# [The task]
Write out each record exactly and skip every image.

Data for review: Begin

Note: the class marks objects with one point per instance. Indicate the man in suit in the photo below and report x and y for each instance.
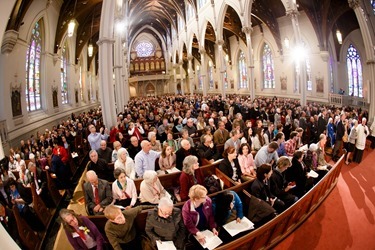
(234, 141)
(221, 135)
(98, 193)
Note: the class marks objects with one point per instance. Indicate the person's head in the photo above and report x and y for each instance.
(272, 147)
(167, 150)
(134, 141)
(122, 154)
(119, 174)
(185, 144)
(114, 214)
(264, 172)
(198, 194)
(298, 155)
(165, 207)
(70, 219)
(189, 164)
(92, 177)
(116, 145)
(146, 146)
(151, 136)
(283, 163)
(230, 152)
(103, 144)
(150, 176)
(93, 155)
(245, 149)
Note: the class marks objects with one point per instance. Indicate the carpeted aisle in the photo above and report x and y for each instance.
(346, 219)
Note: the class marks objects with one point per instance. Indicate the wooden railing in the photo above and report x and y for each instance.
(277, 229)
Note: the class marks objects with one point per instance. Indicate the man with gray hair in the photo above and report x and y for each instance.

Data for review: End

# [Response box]
Note: the class marks objects with one point per instance. Indicate the man in suit in the photo below and report x and y for each instance.
(234, 141)
(221, 135)
(98, 193)
Note: the class marks objects with one point per instance. Indicate the person's head in the photo above and report x and y for each instance.
(272, 147)
(167, 150)
(134, 141)
(122, 154)
(119, 174)
(185, 144)
(114, 214)
(264, 172)
(198, 194)
(298, 155)
(165, 207)
(70, 219)
(189, 164)
(92, 177)
(116, 145)
(146, 146)
(151, 136)
(283, 163)
(230, 152)
(103, 144)
(150, 176)
(93, 155)
(245, 149)
Note: the class marks objects with one point per instance. Indicate the carpeted aisle in the photo above and report x and y for each instance.
(346, 219)
Note: the class marks objects with one point per instance. Indicate the wooden railing in the photo above and report x and y for each instance.
(277, 229)
Note: the class marks objects with one point per instance. Indicate the man with gray hair in the photo above and report x and y for each instance.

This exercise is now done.